La vitamina D es una vitamina muy especial. Fue identificada a comienzos del siglo veinte. Aparte de su papel fundamental en la protección y el fortalecimiento de los huesos, posee un aspecto único como nutriente y es que puede sintetizarse en el cuerpo humano a través de la luz solar, un hecho que facilita su absorción en los climas cálidos y soleados y suele hacer evidente su carencia cuando hace frío y no sale el sol; pero esa ubicuidad y, en apariencia, sencilla forma de aporte, también complica el hecho de establecer unas cantidades diarias mínimas recomendadas.

La vitamina D (también llamada calciferol) pertenece al grupo de las liposolubles, o sea, de las que se acumulan en las células, y, por tanto, deben consumirse con precaución. Está compuesta por dos formas, Vitamina D2 y Vitamina D3.

EXTRACTOS DE DATOS:
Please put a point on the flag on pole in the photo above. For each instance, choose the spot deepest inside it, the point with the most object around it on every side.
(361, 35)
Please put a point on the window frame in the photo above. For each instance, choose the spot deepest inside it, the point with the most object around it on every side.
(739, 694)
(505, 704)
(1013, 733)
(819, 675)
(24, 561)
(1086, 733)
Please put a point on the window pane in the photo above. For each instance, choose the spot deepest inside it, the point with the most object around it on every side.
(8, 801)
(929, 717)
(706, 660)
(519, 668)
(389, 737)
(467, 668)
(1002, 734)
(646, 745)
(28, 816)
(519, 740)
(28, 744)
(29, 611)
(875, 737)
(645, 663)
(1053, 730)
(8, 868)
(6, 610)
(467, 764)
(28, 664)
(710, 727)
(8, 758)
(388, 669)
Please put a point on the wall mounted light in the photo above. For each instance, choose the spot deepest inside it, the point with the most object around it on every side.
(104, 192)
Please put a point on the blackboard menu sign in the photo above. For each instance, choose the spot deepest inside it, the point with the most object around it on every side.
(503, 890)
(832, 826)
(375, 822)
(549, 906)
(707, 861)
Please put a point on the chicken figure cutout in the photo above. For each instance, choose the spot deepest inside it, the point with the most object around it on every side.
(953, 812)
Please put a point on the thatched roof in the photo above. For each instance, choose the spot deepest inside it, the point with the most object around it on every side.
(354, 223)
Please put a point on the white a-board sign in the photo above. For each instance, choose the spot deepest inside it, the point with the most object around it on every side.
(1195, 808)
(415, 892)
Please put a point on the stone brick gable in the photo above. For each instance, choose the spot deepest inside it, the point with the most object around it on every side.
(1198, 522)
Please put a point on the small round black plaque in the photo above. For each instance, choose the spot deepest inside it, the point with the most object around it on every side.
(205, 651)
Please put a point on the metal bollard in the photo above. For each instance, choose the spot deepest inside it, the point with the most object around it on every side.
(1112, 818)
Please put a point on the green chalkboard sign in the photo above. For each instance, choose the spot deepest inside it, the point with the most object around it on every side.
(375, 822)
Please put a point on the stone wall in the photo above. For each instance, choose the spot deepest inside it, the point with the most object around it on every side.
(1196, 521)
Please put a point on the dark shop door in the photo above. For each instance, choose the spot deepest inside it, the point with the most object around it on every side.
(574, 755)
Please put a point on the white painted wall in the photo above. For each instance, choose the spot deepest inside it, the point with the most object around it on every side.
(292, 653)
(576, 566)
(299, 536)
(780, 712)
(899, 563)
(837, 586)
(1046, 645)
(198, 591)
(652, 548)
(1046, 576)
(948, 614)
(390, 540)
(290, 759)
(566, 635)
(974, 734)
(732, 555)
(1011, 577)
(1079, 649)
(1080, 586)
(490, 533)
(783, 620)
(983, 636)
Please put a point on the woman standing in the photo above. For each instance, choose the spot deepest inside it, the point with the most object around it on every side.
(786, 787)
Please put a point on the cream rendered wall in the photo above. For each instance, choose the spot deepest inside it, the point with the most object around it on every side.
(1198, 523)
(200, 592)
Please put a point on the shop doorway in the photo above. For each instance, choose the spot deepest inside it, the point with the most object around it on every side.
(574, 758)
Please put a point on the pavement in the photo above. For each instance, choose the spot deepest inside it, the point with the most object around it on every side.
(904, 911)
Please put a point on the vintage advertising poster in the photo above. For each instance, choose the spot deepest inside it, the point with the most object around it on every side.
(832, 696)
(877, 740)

PREGUNTAS DE ESTUDIO:
1. Repite del texto sobre la vitamina D todo lo que va desde "La vitamina D es" hasta "diarias mínimas recomendadas.", sin alterar una sola palabra.
2. Prosigue el texto sobre la vitamina D a partir del punto en que se detiene.
El listado no guarda ninguna relación con el texto sobre la vitamina D.

RESPUESTAS POR TAREA:
1.
La vitamina D es una vitamina muy especial. Fue identificada a comienzos del siglo veinte. Aparte de su papel fundamental en la protección y el fortalecimiento de los huesos, posee un aspecto único como nutriente y es que puede sintetizarse en el cuerpo humano a través de la luz solar, un hecho que facilita su absorción en los climas cálidos y soleados y suele hacer evidente su carencia cuando hace frío y no sale el sol; pero esa ubicuidad y, en apariencia, sencilla forma de aporte, también complica el hecho de establecer unas cantidades diarias mínimas recomendadas.

2.
La primera (ergocalciferol) suele crearse en el tejido humano y, a veces, se añade a los alimentos. La Vitamina D3 (colecalciferol) se sintetiza en la piel y también se incorpora a la dieta mediante el consumo de alimentos animales. Estas dos vitaminas pueden fabricarse, y parece ser que sus propiedades curativas para las correspondientes deficiencias son las mismas. Ambas son biológicamente inactivas hasta que pasan dos reacciones enzimáticas por hidroxilación, la primera en el hígado y la segunda en los riñones.
Dentro de la alimentación, existen una serie de nutrientes que contienen vitamina D; entre ellos destacan los pescados grasos como el atún, el salmón y la caballa; los diferentes quesos; la yema de huevo, y diversas clases de hongos y setas. Hay que tener en cuenta que esta vitamina se acumula, y puede producir toxicidad cuando abusamos de los suplementos. Los signos incluyen falta de apetito, fatiga, pérdida de peso, náuseas y vómitos. El exceso de vitamina D también puede producir desorientación y problemas importantes del ritmo cardíaco.